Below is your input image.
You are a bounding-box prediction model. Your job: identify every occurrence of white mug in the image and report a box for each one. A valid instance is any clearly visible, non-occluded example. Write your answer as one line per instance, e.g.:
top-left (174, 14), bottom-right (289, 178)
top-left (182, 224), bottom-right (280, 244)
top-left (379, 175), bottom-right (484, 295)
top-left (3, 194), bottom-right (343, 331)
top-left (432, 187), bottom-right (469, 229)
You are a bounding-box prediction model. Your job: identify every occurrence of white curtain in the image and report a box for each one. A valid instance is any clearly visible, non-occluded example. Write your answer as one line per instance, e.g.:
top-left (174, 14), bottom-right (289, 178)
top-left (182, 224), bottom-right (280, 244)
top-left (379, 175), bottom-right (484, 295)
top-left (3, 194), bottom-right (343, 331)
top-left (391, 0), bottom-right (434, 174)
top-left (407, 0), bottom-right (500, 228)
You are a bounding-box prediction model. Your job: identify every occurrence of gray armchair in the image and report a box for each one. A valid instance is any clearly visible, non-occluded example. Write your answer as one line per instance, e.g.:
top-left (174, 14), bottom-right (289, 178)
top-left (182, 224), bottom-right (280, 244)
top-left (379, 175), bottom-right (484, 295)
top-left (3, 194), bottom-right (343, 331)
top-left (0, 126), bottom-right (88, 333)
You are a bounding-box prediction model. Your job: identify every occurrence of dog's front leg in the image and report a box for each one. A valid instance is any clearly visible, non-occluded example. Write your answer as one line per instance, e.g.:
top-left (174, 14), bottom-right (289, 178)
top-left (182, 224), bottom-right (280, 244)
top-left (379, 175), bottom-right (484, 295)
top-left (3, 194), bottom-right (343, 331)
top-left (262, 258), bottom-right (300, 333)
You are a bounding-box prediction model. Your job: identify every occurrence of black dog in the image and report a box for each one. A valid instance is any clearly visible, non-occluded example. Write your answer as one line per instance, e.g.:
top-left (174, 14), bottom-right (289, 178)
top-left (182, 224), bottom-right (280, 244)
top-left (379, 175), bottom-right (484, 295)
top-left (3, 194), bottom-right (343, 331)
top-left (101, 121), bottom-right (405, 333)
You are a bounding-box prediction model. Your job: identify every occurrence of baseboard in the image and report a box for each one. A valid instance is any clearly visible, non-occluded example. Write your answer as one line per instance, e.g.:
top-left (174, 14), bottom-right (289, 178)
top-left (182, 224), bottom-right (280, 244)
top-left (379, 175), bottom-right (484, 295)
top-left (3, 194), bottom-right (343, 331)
###
TO BE DONE —
Could you convert every line of the data above into a JSON list of strings, one string per line, with blank lines left out?

WRITTEN ANSWER —
[
  "Below is your input image.",
  "You are a bounding-box prediction model. Your job: identify every occurrence of white mug in the image and report a box for each one. A valid instance is any clearly visible, non-occluded example. Write your answer as one line per instance, e.g.:",
  "top-left (174, 14), bottom-right (289, 178)",
  "top-left (182, 224), bottom-right (280, 244)",
  "top-left (379, 175), bottom-right (484, 295)",
  "top-left (3, 194), bottom-right (343, 331)",
  "top-left (432, 187), bottom-right (469, 229)",
  "You are a bounding-box prediction model. Your job: identify every occurrence of white curtain in the image and report a box for each one. A valid instance is any clearly visible, non-occluded example. Write your answer as one line per instance, e.g.:",
  "top-left (174, 14), bottom-right (289, 178)",
  "top-left (182, 224), bottom-right (280, 244)",
  "top-left (379, 175), bottom-right (484, 295)",
  "top-left (3, 194), bottom-right (343, 331)",
  "top-left (391, 0), bottom-right (434, 174)",
  "top-left (407, 0), bottom-right (500, 228)",
  "You are a bounding-box prediction model. Your job: identify every occurrence of gray armchair in the image and report a box for each one. A valid instance is any clearly visible, non-occluded example. Write your answer as one line per instance, e.g.:",
  "top-left (174, 14), bottom-right (289, 178)",
  "top-left (182, 224), bottom-right (280, 244)",
  "top-left (379, 175), bottom-right (484, 295)",
  "top-left (3, 194), bottom-right (343, 331)",
  "top-left (0, 126), bottom-right (88, 333)",
  "You are a bounding-box prediction model. Your job: identify every occurrence of dog's front leg in the image and report a box for each one. A valid instance is any clearly visible, non-occluded example. Write your answer as one line per instance, e.g.:",
  "top-left (174, 14), bottom-right (289, 178)",
  "top-left (182, 224), bottom-right (280, 244)",
  "top-left (379, 175), bottom-right (484, 295)",
  "top-left (3, 194), bottom-right (343, 331)",
  "top-left (262, 258), bottom-right (300, 333)",
  "You are a bounding-box prediction model. Your job: identify every occurrence of black dog in the image and report a box for each one. A valid instance is any clearly visible, non-occluded example. Write your answer as one line per instance, e.g.:",
  "top-left (174, 14), bottom-right (289, 178)",
  "top-left (182, 224), bottom-right (280, 244)",
  "top-left (379, 175), bottom-right (484, 295)",
  "top-left (3, 194), bottom-right (343, 331)",
  "top-left (101, 121), bottom-right (405, 333)",
  "You are a bounding-box prediction model. Your job: identify every occurrence of baseboard in the image and report a box for each one. A valid instance is any clearly visible, non-occluded example. Write your answer as one line per instance, e.g.:",
  "top-left (174, 14), bottom-right (289, 178)",
  "top-left (182, 224), bottom-right (280, 244)",
  "top-left (379, 175), bottom-right (484, 295)",
  "top-left (3, 194), bottom-right (343, 331)"
]